-- AUFGABEN DIESER ÜBUNG --
(a) Wie viele Fonds der DWS sind laut dem Text über nachhaltige Fonds betroffen?
(b) Erläutern Sie anhand des Textes über nachhaltige Fonds, warum der Umbau der Energieproduktion bei RWE über mehrere Jahre läuft.

-- TEXTABSCHNITT --
----

Die deutsche Bundesanstalt für Finanzdienstleistungsaufsicht (Bafin) teilte dazu mit: „Die Bafin hat diese Entwicklungen im Blick und achtet darauf, dass Marktteilnehmer die geltenden Regeln befolgen.“
Die meisten Fondsanbieter bemühen sich, ihre Investments in „saubere“ Unternehmen zu steuern. Einige Vertreter aus der Finanzwirtschaft sagten aber, dass sie mit dem Geld der Anlegerinnen und Anleger auch die grüne Transformation unterstützen wollten.
Als ein Beispiel nannten sie RWE. Der Essener Versorger rüstet seine primäre Energieproduktion von Kohle auf Wind- und Solarkraftwerke um. Da die Investitionszyklen sehr lang sind, läuft dieser Prozess über mehrere Jahre.
Der Begriff „nachhaltig“ soll geschärft werden
In Brüssel hat sich die Sicht durchgesetzt, dass dies nicht im Sinne der Anlegerinnen und Anleger ist. Sie wollten ihr Geld explizit in Firmen investiert sehen, die die Umwelt nicht belasten. Daher soll auch die Titulierung der Fonds besser geklärt werden.
Treten die Pläne der Esma in Kraft, dürfte es in den Fonds deutscher Anbieter einiges bewegen. Wie aus der Auswertung hervorgeht, sind bei der Landesbank Hessen-Thüringen (Helaba) sechs Fonds betroffen, bei Union Investment elf und bei der Deka 13. Der deutsche Marktführer DWS führt die Liste indes mit 22 Fonds an, die zwar als sauber deklariert sind, aber zum Beispiel am amerikanischen Ölkonzern Schlumberger oder Exxon Mobile beteiligt sind.
Union Investment, Heleba und Deka erklärten, dass die Gesellschaften sich den Pariser Klimazielen verpflichtet sehen und mit den Beteiligungen auch die Transformation der Wirtschaft unterstützen wollen. Ein Sprecher von Union Investment sagte: „Wer Unternehmen, die auf ihrem Weg zur Nachhaltigkeit noch nicht so weit sind, unterschiedslos ausschließt, ignoriert glaubwürdige Klimastrategien.“
Die von der Esma geplanten neuen Richtlinien, nur nachhaltige Fonds klar zu benennen, stießen auf Wohlwollen bei den Investmentanbietern. Die Helaba begrüße grundsätzlich jede weitere regulatorische Maßnahme, die zu einer Klarstellung führe und damit für mehr Transparenz sorge, sagte ein Sprecher. Union Investment und Deka äußerten sich ähnlich.
Die DWS bestätigte, dass sie in ihren Fonds an Kohleproduzenten beteiligt ist. Die Investments seien aber im Jahresverlauf „deutlich reduziert“ worden, sagte ein Sprecher. Der in Deutschland stark vertretene Weltmarktführer Blackrock (Marke: Ishares) äußerte sich auf Anfrage nicht.

----

-- DATENSATZEINTRÄGE --
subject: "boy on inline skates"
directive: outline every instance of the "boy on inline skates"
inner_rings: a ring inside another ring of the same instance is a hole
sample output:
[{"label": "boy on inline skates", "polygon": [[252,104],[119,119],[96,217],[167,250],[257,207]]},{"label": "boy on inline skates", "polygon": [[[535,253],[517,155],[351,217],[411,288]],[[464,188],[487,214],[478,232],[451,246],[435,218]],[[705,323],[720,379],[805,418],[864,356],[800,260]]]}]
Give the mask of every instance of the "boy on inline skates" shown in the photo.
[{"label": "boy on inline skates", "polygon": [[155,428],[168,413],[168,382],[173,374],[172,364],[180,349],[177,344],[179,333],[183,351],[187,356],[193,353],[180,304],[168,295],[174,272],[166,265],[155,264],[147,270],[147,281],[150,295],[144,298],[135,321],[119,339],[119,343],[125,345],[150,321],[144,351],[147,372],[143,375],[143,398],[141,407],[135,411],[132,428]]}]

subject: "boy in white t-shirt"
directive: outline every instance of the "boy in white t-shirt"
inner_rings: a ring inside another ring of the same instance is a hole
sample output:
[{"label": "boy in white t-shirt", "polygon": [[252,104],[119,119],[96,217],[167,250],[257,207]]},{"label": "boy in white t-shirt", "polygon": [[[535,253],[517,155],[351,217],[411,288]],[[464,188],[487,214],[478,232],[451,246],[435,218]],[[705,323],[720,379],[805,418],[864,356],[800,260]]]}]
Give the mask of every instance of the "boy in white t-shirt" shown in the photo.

----

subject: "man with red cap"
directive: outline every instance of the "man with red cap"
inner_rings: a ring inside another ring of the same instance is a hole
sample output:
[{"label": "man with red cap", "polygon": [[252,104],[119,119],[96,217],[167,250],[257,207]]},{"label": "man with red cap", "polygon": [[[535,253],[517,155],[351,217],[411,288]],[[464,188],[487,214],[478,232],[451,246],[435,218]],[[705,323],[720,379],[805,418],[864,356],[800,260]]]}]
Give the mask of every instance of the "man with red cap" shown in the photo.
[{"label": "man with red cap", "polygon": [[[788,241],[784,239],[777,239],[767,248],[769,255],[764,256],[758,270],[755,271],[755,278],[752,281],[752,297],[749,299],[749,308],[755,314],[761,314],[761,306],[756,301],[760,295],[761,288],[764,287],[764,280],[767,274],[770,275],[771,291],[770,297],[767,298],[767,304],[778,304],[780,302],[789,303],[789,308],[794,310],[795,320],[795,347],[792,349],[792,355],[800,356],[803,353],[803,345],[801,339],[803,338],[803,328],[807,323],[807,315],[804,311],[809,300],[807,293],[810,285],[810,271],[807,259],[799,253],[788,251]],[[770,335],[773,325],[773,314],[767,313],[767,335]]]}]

----

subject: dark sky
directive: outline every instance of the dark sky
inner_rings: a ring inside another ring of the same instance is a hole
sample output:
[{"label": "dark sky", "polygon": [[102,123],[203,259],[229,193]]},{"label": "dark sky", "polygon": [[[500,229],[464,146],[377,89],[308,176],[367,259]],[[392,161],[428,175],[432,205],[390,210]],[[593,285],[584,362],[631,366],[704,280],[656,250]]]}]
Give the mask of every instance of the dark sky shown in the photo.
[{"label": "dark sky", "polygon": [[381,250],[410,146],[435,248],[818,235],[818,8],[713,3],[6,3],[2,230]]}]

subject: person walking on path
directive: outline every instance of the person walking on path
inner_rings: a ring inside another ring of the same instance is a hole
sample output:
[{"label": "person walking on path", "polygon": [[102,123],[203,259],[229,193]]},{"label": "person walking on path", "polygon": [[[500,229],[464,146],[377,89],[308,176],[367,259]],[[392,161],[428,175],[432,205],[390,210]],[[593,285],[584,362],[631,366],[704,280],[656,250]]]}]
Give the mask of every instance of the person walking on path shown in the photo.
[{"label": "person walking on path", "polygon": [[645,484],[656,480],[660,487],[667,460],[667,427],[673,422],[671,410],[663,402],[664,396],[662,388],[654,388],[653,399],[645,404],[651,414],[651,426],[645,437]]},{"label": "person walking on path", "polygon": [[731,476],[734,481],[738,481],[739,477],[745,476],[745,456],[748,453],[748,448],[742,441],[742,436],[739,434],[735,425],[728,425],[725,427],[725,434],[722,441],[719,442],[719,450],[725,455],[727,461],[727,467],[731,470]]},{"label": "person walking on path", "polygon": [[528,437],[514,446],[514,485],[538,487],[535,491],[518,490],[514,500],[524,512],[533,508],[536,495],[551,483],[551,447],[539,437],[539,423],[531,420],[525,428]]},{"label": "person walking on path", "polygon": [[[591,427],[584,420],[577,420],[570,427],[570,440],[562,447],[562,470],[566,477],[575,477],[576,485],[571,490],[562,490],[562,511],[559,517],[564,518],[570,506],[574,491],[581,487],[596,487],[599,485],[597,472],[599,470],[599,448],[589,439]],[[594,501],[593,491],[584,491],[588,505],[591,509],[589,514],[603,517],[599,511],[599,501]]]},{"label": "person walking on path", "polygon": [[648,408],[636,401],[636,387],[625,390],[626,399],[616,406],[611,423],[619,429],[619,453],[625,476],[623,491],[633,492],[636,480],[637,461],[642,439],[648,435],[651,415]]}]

----

-- ERGEBNISSE JE AUFGABE --
(a) 22 Fonds.

(b) RWE stellt seine primäre Energieproduktion von Kohle auf Wind- und Solarkraftwerke um. Dieser Prozess zieht sich über mehrere Jahre, weil die Investitionszyklen sehr lang sind.